*Exercise directions*: Your answer should be every line from the records that contains "lake".

>>>

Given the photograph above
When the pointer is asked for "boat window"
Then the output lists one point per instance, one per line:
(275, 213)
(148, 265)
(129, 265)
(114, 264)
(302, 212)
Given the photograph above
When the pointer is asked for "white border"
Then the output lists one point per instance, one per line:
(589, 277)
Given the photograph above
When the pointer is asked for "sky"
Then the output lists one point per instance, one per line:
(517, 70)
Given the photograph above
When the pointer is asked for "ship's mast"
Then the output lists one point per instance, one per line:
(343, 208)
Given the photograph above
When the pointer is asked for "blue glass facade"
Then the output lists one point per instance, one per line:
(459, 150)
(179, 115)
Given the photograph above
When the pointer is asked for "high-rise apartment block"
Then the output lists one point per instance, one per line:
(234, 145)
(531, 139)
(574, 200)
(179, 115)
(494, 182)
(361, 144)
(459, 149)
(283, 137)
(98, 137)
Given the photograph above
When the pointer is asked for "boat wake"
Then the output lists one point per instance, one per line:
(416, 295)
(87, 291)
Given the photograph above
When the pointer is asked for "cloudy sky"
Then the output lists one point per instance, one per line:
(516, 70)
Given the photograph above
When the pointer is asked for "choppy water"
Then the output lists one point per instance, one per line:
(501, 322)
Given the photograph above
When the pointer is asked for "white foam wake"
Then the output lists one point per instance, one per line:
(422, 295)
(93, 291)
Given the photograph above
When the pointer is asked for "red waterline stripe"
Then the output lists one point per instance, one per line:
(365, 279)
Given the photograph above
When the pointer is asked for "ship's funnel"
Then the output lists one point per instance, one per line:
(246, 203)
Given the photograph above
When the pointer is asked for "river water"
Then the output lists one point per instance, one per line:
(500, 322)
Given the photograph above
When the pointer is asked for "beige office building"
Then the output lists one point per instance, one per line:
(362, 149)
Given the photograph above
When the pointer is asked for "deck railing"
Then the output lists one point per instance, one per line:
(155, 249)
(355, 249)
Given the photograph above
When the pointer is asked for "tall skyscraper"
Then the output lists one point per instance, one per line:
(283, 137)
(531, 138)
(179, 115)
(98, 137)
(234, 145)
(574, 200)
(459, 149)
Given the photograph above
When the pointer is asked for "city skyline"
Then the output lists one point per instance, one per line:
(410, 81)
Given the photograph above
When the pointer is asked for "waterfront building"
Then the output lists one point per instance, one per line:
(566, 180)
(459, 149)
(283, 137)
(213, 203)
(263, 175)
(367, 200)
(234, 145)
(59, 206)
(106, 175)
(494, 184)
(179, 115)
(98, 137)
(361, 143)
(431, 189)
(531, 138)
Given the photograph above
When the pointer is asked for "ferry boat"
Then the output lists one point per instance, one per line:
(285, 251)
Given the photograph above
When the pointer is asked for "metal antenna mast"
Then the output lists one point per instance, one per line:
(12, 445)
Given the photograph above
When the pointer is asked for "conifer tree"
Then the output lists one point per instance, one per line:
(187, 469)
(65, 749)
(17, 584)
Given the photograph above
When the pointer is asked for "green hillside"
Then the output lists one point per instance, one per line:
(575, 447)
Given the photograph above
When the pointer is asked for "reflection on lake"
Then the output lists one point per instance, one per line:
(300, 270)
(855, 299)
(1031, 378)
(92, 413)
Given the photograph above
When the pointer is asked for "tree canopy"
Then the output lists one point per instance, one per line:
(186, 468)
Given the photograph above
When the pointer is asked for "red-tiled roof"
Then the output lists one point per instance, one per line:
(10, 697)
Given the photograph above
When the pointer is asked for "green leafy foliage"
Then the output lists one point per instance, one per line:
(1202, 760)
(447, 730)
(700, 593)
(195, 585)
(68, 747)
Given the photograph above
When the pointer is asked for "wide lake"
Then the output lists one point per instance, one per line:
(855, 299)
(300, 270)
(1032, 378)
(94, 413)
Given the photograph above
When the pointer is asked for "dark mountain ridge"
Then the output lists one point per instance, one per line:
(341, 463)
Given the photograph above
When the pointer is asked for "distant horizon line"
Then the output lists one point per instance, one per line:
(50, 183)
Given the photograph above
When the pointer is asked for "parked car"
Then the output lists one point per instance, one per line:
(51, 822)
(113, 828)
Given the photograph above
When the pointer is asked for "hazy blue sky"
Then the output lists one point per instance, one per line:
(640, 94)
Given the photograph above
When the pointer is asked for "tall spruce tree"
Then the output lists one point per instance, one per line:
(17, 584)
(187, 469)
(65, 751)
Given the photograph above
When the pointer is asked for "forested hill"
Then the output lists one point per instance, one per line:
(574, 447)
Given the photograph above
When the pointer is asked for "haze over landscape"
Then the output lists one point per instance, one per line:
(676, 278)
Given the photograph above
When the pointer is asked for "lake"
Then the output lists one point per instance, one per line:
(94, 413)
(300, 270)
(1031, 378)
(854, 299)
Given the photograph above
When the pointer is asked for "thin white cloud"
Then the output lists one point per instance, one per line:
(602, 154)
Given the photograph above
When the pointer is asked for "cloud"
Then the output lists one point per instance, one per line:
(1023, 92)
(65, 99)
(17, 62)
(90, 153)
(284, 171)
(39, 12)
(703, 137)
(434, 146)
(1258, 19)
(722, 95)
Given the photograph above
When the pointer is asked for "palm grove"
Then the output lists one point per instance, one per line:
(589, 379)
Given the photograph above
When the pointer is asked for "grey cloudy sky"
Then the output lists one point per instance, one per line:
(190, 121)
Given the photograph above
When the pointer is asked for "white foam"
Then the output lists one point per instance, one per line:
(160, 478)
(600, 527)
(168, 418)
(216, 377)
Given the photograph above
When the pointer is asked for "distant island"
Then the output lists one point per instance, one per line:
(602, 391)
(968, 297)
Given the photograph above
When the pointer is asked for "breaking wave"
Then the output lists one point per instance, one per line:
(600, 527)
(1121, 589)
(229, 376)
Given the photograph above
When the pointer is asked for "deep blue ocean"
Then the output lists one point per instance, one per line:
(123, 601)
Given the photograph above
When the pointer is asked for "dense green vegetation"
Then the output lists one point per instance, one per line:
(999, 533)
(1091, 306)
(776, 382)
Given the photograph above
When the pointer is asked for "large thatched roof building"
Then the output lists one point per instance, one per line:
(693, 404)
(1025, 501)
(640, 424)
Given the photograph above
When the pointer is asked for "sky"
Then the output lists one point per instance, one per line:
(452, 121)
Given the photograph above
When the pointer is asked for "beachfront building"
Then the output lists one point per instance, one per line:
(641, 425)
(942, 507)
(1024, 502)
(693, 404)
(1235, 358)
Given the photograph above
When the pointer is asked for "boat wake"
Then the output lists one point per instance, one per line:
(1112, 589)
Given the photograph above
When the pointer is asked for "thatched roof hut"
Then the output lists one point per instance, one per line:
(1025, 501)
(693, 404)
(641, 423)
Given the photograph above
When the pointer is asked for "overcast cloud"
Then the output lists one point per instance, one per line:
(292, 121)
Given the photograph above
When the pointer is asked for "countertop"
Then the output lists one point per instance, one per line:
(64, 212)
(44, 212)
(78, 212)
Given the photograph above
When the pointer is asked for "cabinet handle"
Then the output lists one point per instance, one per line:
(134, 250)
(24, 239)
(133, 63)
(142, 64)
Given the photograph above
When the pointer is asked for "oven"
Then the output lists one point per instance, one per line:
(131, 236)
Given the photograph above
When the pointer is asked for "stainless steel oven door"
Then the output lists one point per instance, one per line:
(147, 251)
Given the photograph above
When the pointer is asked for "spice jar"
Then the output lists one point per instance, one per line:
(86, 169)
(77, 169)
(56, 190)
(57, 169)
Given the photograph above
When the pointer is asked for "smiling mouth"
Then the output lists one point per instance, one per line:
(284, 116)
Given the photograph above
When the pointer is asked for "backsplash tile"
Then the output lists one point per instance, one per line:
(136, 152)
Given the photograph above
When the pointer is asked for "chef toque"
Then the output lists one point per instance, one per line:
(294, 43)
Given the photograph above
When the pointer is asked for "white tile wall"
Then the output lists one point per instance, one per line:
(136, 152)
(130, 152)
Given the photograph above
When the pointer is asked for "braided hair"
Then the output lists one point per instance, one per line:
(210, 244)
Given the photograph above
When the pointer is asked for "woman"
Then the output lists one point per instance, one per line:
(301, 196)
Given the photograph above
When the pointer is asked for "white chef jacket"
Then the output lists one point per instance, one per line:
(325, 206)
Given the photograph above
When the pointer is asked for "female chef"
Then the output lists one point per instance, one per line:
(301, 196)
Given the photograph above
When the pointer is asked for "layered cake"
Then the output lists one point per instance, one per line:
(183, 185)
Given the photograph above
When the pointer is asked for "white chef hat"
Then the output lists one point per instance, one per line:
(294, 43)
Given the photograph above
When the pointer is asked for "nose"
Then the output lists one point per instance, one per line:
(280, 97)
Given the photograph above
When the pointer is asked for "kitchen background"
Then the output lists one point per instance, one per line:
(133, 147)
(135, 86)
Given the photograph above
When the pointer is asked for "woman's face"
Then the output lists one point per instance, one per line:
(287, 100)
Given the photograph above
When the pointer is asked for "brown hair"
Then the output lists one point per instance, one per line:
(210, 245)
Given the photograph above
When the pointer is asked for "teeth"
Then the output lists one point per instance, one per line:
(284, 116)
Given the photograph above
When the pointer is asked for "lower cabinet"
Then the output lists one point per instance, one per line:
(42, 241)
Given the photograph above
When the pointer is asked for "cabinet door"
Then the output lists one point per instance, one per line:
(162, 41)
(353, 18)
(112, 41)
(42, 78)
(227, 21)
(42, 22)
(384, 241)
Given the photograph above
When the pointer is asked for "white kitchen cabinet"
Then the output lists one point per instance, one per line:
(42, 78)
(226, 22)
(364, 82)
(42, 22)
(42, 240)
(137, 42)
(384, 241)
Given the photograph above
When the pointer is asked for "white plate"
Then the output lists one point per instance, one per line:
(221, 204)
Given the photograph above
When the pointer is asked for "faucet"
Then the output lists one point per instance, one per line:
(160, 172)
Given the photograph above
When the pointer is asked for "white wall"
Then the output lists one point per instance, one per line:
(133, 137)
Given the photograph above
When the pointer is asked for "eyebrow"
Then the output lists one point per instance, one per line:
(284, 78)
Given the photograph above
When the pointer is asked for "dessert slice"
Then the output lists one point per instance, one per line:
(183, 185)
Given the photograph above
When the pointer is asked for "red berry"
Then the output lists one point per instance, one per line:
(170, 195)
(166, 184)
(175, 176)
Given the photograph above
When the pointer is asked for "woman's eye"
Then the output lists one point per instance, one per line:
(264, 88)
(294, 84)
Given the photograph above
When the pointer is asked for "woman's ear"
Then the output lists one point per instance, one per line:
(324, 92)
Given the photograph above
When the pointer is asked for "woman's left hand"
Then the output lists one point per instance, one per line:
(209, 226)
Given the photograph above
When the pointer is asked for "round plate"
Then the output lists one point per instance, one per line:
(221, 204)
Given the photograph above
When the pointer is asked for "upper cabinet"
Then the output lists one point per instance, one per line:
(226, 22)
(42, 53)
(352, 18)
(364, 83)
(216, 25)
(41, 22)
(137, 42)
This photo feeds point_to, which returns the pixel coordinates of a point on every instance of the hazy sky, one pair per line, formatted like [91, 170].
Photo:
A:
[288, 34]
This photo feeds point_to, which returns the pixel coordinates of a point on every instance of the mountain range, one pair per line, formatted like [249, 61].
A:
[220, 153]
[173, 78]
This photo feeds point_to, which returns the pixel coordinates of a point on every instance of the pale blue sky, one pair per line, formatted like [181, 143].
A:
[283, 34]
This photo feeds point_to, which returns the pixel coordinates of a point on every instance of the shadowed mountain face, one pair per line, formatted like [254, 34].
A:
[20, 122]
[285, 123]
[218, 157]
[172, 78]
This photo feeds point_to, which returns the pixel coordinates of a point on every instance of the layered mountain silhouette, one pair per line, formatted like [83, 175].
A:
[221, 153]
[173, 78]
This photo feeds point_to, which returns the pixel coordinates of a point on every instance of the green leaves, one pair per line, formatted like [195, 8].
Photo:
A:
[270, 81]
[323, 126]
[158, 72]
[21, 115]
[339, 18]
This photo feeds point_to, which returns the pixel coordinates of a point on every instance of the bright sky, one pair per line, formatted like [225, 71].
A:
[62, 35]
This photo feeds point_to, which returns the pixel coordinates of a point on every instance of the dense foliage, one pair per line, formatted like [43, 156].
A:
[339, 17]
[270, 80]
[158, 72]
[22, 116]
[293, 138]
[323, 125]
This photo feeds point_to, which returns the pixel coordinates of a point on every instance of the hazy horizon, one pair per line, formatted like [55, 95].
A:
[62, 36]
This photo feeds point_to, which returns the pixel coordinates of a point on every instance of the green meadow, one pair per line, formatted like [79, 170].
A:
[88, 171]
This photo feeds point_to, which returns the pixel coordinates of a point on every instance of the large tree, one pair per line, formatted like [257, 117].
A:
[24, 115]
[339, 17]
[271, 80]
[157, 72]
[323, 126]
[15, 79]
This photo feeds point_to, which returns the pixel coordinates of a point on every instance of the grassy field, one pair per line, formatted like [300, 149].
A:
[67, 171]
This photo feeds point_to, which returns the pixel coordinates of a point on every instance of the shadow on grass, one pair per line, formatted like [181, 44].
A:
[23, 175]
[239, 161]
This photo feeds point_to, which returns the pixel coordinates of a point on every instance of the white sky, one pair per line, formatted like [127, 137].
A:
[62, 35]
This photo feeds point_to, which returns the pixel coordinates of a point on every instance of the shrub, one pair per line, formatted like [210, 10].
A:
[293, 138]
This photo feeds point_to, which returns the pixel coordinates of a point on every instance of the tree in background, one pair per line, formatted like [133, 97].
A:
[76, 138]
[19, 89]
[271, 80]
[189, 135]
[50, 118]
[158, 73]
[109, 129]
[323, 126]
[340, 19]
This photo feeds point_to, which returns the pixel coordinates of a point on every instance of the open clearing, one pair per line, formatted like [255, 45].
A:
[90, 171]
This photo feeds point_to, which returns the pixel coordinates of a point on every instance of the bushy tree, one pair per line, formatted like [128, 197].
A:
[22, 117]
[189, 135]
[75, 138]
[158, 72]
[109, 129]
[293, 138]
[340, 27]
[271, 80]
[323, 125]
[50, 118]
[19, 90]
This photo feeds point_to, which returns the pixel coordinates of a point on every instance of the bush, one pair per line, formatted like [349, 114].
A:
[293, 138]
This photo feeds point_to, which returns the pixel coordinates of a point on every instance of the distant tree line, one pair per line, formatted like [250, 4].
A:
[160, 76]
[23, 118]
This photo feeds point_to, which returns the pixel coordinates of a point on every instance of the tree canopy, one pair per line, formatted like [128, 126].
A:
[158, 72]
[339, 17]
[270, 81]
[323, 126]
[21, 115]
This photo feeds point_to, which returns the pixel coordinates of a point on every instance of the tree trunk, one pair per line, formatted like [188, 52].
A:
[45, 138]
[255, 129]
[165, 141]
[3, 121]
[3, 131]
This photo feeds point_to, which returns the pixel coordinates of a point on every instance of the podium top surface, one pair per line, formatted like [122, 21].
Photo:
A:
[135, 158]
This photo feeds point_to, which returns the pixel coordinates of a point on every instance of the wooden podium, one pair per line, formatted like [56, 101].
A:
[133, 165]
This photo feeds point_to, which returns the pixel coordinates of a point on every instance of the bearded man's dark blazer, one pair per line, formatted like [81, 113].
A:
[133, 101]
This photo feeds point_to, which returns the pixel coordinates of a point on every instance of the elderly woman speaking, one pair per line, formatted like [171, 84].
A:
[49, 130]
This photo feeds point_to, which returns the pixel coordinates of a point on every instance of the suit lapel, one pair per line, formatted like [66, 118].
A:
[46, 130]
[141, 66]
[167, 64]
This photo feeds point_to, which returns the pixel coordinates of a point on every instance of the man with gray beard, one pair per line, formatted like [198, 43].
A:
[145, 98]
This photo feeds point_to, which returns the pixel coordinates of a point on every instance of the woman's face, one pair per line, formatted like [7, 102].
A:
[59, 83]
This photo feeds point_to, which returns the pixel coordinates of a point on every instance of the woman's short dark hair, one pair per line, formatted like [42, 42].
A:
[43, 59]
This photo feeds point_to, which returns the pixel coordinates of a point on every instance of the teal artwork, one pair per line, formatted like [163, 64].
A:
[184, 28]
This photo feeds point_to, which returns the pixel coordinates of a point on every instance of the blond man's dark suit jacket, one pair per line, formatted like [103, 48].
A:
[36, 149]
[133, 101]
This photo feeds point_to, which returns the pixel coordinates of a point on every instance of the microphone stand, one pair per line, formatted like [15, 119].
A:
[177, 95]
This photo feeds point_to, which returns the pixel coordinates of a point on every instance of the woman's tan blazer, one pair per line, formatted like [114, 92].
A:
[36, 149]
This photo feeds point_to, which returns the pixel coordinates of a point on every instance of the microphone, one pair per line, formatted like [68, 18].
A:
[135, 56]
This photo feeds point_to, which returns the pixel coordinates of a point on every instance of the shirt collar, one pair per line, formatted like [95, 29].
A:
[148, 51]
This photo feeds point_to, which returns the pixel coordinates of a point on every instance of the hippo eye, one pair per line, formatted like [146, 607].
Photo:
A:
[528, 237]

<<<

*Task answer*:
When the pointer is asked for "reflection on lake"
When the pointer is asked for "wide lake"
When the pointer is asked for "lake"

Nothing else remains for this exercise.